== Excerpt ==
● ● ● ●

If you are going to Family Court without a lawyer and want someone to help you through your case, a McKenzie Friend (AKA a Lay/Court-room Supporter in Scotland) is a low-cost option. The name “McKenzie Friend” derives from a divorce case from 1970, called McKenzie v McKenzie, where the husband couldn’t afford solicitors for the whole of his trial. Towards the end of his case, Mr McKenzie’s solicitors sent Pro Bono help in the form of Mr Hangar, a barrister from Australia not entitled to work in the UK. The court refused to allow Mr Hangar to assist Mr McKenzie in court. When Mr McKenzie’s case went badly, he appealed to the Court of Appeal who ruled that the judge had been wrong: Mr McKenzie should have been permitted to have this assistance in court and a retrial was ordered.
In England & Wales this High Court precedent gave birth to the practice of people going to court by themselves, but helped by someone with better experience and knowledge – and avoiding the crippling costs of solicitors. The Judiciary have published a guide: Practice Guidance: McKenzie Friends (Civil and Family Courts). This describes the role, in the court room, as a prompter: taking notes, finding a particular document, or reminding a LiP of the points they wanted to make. An MF cannot speak to a judge or act as an advocate – unless a judge makes an exception, or unless the MF has special qualifications to do so, (or in Scotland, which has its own Lay-rules, if the MF is a Lay Representative). An English and Welsh McKenzie friend (MF) can negotiate on your behalf with the other side, outside the court room, in addition to giving help in-between hearings. However, he cannot directly or indirectly conduct litigation for you e.g. sign documents, contact the court office, or write to the other party. You can share confidential documents with an MF and it is allowable for an MF to charge a fee, (but not in Scotland, when the MF is working as a Lay Representative). A LiP must tell the court before a hearing if they want to use a McKenzie Friend and some courts will ask them for a CV or to fill-in a form.

● ● ● ●

Answer these questions from the text on McKenzie Friends:
1. In what year was the divorce case McKenzie v McKenzie?
2. Who was Mr Hangar?
3. What must a LiP do before a hearing if they want to use a McKenzie Friend?

Entries from a point annotation set:
● ● ● ●

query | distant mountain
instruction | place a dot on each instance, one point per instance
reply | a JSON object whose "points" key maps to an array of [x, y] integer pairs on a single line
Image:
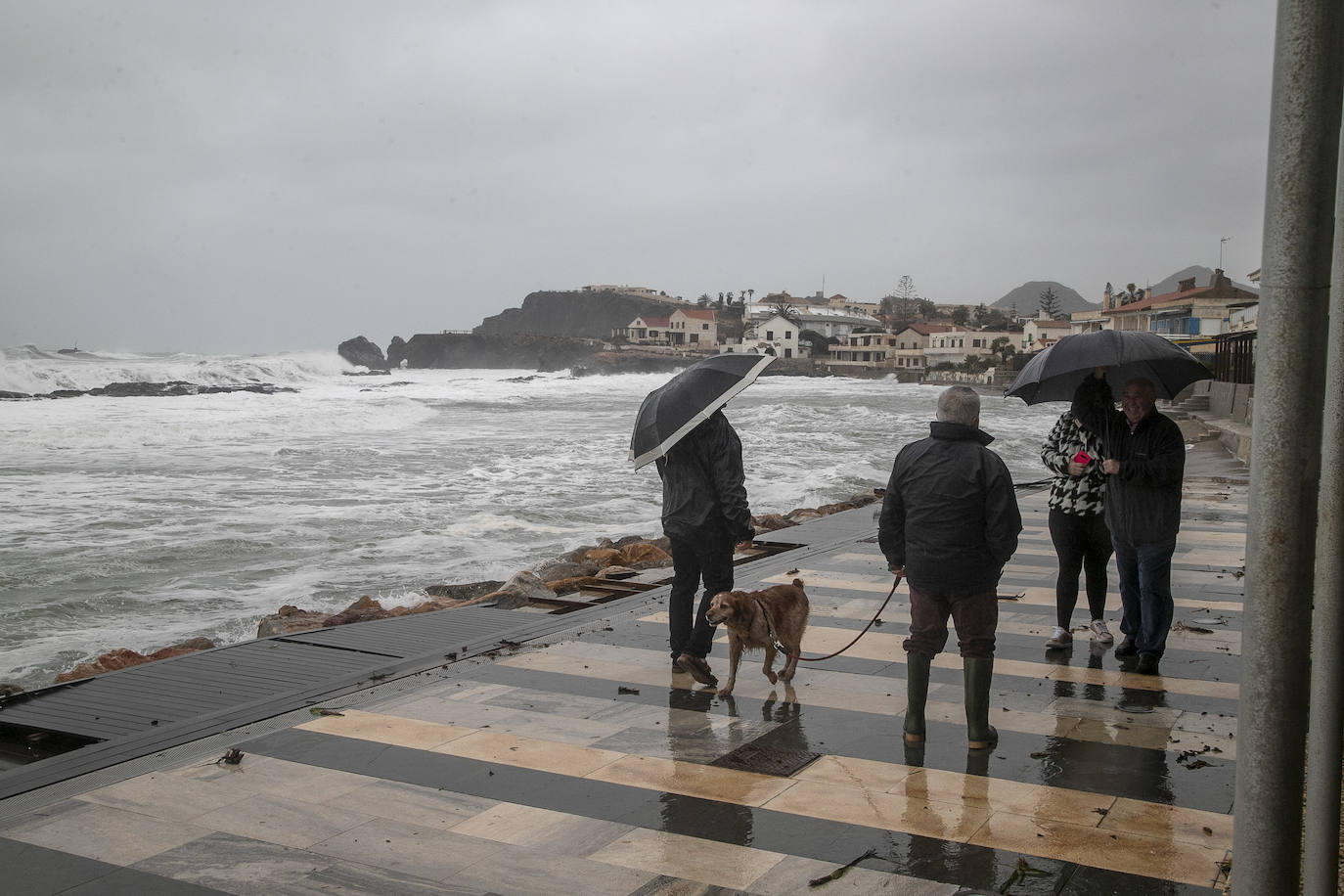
{"points": [[1027, 298], [1203, 277]]}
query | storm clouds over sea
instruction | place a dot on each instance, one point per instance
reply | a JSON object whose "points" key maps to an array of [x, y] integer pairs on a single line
{"points": [[140, 521]]}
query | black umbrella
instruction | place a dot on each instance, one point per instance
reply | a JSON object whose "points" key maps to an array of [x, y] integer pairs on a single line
{"points": [[1053, 374], [672, 410]]}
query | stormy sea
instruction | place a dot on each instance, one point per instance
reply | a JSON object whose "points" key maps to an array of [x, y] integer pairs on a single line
{"points": [[136, 521]]}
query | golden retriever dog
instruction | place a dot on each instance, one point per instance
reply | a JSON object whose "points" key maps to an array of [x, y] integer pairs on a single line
{"points": [[746, 615]]}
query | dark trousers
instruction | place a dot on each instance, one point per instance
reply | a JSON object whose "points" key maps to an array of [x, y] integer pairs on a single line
{"points": [[1145, 591], [707, 555], [1082, 544], [976, 617]]}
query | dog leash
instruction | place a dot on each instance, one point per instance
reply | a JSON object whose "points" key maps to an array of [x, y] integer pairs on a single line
{"points": [[775, 640]]}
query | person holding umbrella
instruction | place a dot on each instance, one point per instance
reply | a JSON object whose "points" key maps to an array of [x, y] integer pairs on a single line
{"points": [[1143, 468], [1077, 525], [704, 499]]}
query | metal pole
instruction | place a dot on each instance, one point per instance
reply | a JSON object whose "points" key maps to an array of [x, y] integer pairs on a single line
{"points": [[1325, 737], [1285, 446]]}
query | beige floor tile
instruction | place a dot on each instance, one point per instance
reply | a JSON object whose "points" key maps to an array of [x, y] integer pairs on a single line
{"points": [[1114, 850], [424, 806], [281, 820], [167, 795], [690, 857], [530, 752], [387, 729], [109, 834], [693, 780], [1171, 823], [409, 849], [554, 831], [855, 806]]}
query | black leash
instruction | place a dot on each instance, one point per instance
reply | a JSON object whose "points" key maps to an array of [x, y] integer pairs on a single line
{"points": [[775, 640]]}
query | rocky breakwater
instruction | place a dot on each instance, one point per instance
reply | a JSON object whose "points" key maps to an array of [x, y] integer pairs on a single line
{"points": [[570, 572]]}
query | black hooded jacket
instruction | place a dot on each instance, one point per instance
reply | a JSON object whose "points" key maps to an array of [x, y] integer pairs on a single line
{"points": [[1142, 500], [703, 482], [951, 516]]}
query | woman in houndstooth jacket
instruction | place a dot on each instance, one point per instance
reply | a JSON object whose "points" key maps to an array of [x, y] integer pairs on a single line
{"points": [[1077, 525]]}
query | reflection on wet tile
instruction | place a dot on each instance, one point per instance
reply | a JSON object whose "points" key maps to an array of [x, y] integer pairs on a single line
{"points": [[388, 730], [845, 771], [279, 778], [855, 806], [690, 857], [424, 806], [693, 780], [409, 849], [517, 871], [791, 874], [167, 795], [1124, 852], [528, 752], [236, 866], [279, 820], [108, 834], [556, 831], [1185, 825]]}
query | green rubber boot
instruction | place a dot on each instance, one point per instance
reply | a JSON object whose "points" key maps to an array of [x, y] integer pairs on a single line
{"points": [[977, 675], [917, 694]]}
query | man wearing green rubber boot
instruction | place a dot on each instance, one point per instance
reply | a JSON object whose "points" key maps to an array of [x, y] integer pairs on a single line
{"points": [[949, 522]]}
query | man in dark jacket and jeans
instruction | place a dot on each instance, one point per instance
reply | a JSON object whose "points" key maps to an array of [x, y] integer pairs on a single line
{"points": [[704, 515], [1143, 467], [949, 522]]}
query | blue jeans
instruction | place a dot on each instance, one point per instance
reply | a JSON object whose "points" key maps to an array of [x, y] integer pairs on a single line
{"points": [[707, 555], [1145, 593]]}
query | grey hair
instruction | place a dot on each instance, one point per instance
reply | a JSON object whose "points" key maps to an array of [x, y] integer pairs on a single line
{"points": [[959, 405]]}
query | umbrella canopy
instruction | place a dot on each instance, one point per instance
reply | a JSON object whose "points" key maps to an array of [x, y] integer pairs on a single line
{"points": [[1053, 374], [672, 410]]}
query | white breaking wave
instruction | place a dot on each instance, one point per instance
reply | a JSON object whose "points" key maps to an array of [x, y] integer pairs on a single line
{"points": [[36, 371]]}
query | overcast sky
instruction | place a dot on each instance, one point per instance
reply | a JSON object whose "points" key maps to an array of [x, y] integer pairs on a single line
{"points": [[268, 176]]}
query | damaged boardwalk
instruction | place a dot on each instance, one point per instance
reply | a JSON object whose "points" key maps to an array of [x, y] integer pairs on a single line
{"points": [[571, 760]]}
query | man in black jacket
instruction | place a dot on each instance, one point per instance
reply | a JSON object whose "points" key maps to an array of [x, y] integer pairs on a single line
{"points": [[704, 515], [1143, 467], [949, 522]]}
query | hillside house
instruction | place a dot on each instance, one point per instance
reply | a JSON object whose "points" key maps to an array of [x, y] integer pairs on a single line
{"points": [[694, 328], [1191, 310], [776, 336], [646, 331], [957, 342], [912, 342], [1042, 332]]}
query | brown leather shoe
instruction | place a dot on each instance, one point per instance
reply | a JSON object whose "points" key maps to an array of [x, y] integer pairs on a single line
{"points": [[697, 668]]}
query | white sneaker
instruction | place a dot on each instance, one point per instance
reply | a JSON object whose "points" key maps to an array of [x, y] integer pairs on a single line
{"points": [[1100, 632], [1060, 639]]}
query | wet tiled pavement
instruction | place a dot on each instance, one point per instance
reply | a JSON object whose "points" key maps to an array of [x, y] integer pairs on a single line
{"points": [[581, 765]]}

● ● ● ●

== Solution below ==
1. 1970.
2. A barrister from Australia who was not entitled to work in the UK.
3. Tell the court.